== Task brief ==
Write out, unchanged, the lines from the one holding "One marker for each instance of the white face" to the close of the listing. Both the first and last lines belong in it.

[Point annotation records]
§ §
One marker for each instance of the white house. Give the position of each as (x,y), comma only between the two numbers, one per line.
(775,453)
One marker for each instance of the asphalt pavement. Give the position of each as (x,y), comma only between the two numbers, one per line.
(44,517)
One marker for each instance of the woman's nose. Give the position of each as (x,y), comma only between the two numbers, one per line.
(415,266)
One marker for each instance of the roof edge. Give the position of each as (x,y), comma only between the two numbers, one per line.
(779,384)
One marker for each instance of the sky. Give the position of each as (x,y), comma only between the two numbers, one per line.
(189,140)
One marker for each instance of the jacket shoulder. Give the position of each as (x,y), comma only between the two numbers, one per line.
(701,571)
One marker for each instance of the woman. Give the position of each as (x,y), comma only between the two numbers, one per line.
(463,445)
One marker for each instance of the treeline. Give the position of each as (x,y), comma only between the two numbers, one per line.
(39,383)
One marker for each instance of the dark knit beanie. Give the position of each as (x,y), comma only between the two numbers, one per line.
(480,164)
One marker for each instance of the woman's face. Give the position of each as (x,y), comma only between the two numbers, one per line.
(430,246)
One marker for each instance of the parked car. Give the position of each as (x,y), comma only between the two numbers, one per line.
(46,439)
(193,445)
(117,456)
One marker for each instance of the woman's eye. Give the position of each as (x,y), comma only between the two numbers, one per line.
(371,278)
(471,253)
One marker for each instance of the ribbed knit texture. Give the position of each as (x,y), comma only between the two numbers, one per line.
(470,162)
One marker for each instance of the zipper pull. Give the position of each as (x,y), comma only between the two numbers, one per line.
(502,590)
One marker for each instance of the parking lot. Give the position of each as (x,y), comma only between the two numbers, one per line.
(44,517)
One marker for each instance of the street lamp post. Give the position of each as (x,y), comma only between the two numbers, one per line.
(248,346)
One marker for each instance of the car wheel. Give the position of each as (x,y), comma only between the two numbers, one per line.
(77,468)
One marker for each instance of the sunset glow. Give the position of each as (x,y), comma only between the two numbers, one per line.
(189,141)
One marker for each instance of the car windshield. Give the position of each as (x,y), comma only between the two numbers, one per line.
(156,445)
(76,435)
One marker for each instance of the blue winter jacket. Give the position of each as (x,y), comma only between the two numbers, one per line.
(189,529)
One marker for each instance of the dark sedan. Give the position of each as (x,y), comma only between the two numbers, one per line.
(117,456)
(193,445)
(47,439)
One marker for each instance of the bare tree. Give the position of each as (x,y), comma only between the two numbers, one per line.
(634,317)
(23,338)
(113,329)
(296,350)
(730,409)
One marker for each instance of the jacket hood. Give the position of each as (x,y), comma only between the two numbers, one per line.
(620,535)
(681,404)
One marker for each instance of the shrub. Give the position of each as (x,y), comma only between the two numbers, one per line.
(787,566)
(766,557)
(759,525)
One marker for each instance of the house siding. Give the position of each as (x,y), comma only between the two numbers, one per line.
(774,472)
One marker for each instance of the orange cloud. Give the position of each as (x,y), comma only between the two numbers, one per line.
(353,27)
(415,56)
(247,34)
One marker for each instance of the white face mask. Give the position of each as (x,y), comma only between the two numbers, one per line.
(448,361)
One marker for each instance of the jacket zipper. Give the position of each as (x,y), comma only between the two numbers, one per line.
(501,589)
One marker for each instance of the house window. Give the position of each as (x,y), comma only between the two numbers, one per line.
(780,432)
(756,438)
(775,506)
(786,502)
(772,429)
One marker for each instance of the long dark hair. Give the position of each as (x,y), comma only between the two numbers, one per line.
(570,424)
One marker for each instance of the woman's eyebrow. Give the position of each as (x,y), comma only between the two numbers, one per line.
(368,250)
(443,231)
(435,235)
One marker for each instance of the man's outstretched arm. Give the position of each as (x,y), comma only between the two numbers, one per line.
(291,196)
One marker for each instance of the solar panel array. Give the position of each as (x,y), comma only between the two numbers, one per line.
§ §
== Output for this task ==
One marker for each instance of the white face mask. Give the position of each as (x,y), comma only between the two numbers, one per line.
(448,361)
One marker for each instance of the jacket zipper. Give the position of each as (x,y), comma only between the two numbers, one per line.
(501,589)
One marker for each instance of the house window. Give the position of each as (x,y), comma only between the two numbers, one per line.
(780,432)
(756,438)
(775,506)
(786,502)
(772,429)
One marker for each instance of the long dark hair. Give the position of each as (x,y), comma only between the two numbers, one per line.
(570,424)
One marker for each instance of the woman's eyebrow. Give the position of each as (x,y), comma only between the two numbers, one per line.
(368,250)
(443,231)
(435,235)
One marker for each instance of the man's outstretched arm. Give the position of each as (x,y), comma only between the two numbers, one per line.
(291,196)
One marker for each instance of the solar panel array. Give the position of each as (x,y), comma only between the two numbers, one per line.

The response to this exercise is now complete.